Activities:
(1) From the summary of the updated SOFA score in sepsis, quote verbatim the passage that begins with the words containing "A framework and" and ends with "and precision–recall metrics.".
(2) Write what comes next in the summary of the updated SOFA score in sepsis, picking up right after its final sentence.

Document segment:
☆ ☆ ☆ ☆ ☆

A framework and analytical exploration for a data-driven update of the Sequential Organ Failure Assessment (SOFA) score in sepsis.
Critical care and resuscitation : journal of the Australasian Academy of Critical Care Medicine•2025-03-31•PubMed
Total: 80.0Innovation: 8Impact: 8Rigor: 8Citation: 8
Summary
Across three international ICU cohorts, a data-driven SOFA variant that optimizes domain biomarkers and adds a metabolic domain improved mortality discrimination over the current SOFA. Performance gains were consistent by AUROC and precision–recall metrics.
Key Findings
- A data-driven SOFA with an added metabolic domain outperformed the current SOFA across US, Dutch, and Austrian ICU cohorts.
- AUROC improvements: US 0.766 vs 0.727; Netherlands 0.700 vs 0.653; Austria 0.704 vs 0.665 (all p<0.01).
- Precision–recall analyses corroborated superior performance, demonstrating robustness across metrics.
Clinical Implications
Hospitals can pilot the enhanced SOFA as a parallel score to identify high-risk patients earlier and refine enrollment criteria and covariate adjustment in sepsis trials.

☆ ☆ ☆ ☆ ☆

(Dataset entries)

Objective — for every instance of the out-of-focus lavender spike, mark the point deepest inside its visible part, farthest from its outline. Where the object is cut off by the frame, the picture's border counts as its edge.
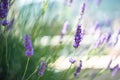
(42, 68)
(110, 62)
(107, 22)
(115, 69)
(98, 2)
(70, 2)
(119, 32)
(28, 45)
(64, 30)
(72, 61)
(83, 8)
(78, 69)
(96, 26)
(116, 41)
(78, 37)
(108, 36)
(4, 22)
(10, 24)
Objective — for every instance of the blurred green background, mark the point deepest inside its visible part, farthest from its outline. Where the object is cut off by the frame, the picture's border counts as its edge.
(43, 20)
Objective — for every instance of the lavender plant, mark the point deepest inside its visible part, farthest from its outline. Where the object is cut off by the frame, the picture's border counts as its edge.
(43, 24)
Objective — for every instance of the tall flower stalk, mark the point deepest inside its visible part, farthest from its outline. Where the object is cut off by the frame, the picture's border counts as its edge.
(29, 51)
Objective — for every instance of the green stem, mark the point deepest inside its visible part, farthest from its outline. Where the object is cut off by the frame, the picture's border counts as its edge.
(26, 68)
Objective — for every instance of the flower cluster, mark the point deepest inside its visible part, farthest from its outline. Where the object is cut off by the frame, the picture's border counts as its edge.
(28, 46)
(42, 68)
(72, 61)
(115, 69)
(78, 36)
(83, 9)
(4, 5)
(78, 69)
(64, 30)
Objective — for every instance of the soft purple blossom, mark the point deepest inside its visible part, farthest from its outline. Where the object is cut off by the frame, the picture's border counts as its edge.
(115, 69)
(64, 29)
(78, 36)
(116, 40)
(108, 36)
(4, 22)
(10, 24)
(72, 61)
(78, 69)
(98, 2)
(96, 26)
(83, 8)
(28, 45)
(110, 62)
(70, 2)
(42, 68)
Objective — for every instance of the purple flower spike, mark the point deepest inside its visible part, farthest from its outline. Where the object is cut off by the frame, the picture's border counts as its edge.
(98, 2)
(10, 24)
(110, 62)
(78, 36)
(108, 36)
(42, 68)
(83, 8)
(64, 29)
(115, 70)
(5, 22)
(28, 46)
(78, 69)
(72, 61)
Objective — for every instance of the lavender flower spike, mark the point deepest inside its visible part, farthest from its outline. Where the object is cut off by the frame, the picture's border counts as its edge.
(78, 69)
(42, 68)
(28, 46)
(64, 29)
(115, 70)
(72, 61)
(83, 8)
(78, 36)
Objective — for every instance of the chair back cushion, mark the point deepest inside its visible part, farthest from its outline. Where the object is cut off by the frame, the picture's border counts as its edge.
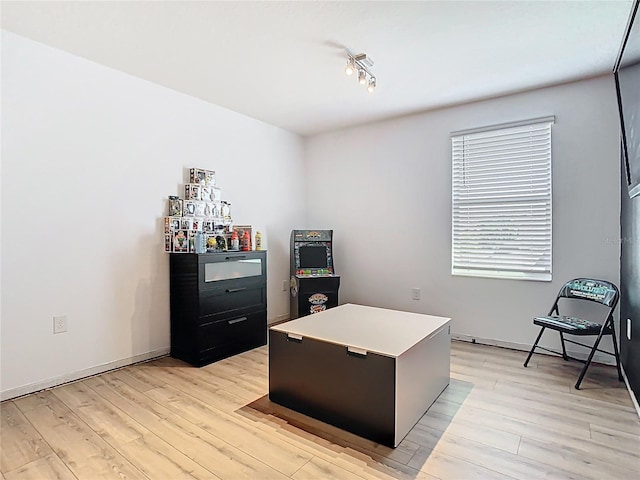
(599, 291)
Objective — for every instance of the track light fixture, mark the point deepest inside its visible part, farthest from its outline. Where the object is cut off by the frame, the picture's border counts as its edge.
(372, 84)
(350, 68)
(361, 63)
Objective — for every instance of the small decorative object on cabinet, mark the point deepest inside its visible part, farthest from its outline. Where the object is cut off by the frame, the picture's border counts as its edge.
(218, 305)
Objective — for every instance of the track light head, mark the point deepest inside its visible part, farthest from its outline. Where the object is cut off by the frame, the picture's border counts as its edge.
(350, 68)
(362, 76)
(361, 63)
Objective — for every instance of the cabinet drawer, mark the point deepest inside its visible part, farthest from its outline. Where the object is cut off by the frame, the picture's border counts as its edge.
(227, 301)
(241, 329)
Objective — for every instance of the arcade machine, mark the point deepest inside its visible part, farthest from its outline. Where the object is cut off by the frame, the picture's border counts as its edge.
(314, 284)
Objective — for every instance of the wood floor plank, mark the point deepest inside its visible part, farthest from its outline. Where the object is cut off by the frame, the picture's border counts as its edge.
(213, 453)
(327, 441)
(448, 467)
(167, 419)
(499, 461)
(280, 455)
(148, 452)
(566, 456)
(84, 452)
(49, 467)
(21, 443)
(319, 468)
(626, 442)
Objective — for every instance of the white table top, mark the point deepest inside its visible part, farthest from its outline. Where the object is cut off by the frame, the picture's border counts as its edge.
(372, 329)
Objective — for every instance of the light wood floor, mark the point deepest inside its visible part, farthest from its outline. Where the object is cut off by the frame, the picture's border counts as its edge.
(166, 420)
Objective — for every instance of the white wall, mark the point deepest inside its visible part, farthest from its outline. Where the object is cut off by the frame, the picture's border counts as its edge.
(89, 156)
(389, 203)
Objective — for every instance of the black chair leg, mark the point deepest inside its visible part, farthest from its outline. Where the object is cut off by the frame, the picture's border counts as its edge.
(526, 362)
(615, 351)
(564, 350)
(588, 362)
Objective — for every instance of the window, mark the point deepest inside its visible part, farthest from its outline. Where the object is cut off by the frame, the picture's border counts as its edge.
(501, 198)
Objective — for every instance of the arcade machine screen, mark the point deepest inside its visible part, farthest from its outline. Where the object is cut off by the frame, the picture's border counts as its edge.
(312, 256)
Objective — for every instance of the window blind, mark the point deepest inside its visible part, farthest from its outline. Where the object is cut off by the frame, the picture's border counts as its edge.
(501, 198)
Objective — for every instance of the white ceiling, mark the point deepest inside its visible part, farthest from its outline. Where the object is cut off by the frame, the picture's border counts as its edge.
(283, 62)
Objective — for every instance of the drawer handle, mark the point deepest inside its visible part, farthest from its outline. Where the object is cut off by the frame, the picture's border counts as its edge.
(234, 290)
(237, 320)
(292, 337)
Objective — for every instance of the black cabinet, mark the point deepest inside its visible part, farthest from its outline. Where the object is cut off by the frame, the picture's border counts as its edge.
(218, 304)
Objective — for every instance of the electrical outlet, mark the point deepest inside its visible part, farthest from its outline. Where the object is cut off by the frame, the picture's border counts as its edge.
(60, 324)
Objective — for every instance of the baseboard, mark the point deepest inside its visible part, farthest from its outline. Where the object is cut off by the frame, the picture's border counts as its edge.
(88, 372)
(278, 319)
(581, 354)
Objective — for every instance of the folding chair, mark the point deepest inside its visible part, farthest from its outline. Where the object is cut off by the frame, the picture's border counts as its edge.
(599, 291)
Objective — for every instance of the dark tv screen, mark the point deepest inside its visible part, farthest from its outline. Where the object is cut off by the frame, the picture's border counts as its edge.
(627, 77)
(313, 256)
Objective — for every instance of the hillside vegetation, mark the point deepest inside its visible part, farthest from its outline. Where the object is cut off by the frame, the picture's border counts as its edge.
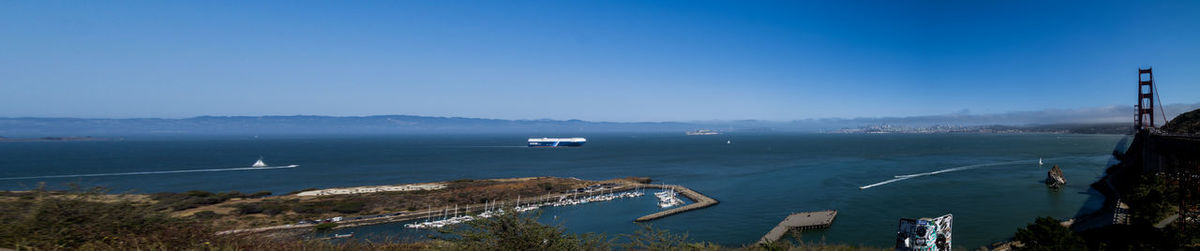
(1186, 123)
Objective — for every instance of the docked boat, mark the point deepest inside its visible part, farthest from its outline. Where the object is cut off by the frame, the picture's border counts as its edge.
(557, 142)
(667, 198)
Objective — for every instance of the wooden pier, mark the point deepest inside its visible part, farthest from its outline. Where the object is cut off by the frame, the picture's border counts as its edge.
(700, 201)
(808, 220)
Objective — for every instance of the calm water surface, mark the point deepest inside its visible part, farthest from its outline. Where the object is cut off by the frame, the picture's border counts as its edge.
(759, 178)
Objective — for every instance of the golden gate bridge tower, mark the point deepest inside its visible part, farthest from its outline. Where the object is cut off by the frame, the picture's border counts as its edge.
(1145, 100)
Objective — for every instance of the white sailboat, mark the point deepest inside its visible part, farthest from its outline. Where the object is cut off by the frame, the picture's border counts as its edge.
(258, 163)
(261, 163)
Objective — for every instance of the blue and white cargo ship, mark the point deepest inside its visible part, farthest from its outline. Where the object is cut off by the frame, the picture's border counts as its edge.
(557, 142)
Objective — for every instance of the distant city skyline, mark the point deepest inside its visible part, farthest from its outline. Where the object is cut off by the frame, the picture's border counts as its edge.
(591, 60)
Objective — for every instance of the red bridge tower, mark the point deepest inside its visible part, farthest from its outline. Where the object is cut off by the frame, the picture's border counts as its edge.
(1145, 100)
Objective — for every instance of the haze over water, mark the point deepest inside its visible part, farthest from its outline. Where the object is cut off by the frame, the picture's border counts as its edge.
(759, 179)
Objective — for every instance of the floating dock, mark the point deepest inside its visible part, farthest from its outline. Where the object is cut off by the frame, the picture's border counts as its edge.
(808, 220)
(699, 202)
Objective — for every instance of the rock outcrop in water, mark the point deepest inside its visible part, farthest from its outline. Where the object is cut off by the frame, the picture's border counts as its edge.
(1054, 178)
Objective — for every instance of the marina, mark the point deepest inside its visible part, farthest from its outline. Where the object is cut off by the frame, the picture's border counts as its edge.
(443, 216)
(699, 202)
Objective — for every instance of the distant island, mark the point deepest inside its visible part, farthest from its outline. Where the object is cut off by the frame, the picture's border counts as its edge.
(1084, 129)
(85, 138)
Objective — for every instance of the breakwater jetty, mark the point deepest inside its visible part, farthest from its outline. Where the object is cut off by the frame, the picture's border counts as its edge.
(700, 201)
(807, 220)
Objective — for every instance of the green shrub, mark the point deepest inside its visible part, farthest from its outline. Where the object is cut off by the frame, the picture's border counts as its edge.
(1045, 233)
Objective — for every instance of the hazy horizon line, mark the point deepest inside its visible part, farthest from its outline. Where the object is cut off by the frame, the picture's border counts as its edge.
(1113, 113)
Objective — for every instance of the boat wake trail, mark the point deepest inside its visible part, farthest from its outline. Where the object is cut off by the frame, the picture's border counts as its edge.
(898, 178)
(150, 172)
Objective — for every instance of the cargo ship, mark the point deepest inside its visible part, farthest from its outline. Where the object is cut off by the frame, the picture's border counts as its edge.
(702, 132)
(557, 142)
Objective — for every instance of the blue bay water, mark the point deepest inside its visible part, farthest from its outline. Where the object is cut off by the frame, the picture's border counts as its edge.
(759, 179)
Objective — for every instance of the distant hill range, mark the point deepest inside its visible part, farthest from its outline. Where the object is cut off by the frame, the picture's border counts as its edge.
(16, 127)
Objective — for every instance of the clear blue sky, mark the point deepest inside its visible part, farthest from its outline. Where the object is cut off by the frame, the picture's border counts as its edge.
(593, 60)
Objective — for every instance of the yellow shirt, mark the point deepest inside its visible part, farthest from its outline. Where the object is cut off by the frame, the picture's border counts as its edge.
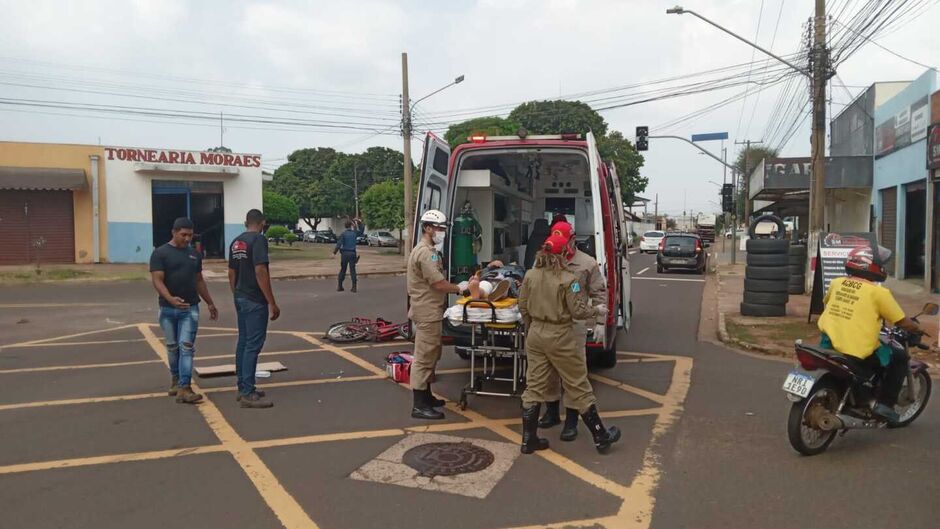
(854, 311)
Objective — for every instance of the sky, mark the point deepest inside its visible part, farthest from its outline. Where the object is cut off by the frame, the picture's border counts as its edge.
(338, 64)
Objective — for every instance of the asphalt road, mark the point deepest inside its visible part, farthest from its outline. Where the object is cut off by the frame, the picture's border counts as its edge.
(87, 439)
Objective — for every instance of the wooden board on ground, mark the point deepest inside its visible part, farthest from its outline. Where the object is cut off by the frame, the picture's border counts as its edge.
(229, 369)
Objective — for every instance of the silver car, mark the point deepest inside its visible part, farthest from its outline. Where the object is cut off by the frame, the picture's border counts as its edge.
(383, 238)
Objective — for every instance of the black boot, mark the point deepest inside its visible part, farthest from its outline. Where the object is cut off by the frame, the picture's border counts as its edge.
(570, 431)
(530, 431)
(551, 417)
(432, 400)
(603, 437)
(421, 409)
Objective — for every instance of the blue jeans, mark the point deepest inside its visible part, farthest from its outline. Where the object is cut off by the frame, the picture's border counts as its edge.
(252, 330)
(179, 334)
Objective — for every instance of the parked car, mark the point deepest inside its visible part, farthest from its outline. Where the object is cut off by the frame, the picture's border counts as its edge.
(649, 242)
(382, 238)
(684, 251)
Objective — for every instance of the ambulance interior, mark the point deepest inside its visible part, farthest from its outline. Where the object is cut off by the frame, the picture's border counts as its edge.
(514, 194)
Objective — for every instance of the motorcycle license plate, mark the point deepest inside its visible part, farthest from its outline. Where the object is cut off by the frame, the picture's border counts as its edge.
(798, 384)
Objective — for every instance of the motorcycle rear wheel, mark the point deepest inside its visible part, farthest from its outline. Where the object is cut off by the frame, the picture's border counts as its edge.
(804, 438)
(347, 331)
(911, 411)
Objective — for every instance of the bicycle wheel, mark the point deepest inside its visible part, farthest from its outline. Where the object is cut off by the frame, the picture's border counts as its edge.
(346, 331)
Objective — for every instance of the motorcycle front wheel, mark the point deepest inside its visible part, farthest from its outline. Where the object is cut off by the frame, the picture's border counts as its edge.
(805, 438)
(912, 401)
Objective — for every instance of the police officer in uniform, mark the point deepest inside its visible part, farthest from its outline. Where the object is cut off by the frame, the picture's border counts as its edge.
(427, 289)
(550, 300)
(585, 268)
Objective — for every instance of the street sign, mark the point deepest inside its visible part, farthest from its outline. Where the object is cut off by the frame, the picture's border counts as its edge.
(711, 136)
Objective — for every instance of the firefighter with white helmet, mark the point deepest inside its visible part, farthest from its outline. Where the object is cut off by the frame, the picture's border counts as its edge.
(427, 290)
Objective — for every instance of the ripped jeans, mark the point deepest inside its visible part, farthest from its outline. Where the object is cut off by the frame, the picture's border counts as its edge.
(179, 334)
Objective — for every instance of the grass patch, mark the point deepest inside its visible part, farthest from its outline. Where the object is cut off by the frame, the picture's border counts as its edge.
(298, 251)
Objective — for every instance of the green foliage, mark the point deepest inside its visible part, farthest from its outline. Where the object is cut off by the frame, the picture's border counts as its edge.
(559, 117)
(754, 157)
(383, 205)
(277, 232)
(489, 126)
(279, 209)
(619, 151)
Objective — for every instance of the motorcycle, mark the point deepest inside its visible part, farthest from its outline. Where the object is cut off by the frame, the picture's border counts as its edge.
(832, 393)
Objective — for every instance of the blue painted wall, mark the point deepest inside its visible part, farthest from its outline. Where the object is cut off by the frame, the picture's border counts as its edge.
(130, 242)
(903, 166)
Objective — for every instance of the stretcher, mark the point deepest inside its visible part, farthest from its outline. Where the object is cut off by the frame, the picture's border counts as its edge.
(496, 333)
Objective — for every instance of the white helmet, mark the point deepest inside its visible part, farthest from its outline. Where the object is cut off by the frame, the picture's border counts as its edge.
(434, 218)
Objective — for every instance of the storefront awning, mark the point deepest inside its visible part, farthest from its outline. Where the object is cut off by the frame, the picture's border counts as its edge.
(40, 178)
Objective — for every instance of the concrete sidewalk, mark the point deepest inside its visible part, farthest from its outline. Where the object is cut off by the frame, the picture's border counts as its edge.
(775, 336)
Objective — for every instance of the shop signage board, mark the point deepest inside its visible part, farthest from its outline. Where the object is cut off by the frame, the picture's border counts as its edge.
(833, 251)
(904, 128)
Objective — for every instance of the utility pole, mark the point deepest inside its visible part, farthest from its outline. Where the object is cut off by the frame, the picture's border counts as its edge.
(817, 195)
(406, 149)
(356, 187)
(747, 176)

☆ ☆ ☆ ☆ ☆

Answers per task:
(1)
A framework and analytical exploration for a data-driven update of the Sequential Organ Failure Assessment (SOFA) score in sepsis.
Critical care and resuscitation : journal of the Australasian Academy of Critical Care Medicine•2025-03-31•PubMed
Total: 80.0Innovation: 8Impact: 8Rigor: 8Citation: 8
Summary
Across three international ICU cohorts, a data-driven SOFA variant that optimizes domain biomarkers and adds a metabolic domain improved mortality discrimination over the current SOFA. Performance gains were consistent by AUROC and precision–recall metrics.

(2)
Why It Matters
If prospectively validated and operationalized, this framework could revise sepsis definitions/triage and sharpen risk stratification in clinical trials and bedside care.
Limitations
- Retrospective design without prospective clinical validation.
- Endpoint limited to mortality; implementation feasibility and clinical impact not yet tested.
Future Directions
Prospective validation, EHR integration for real-time scoring, and evaluation of whether improved classification alters management or outcomes.
Study Information
- Study Type
- Cohort
- Research Domain
- Prognosis
- Evidence Level
- II - Large multicenter retrospective cohorts used to develop and validate a prognostic scoring framework.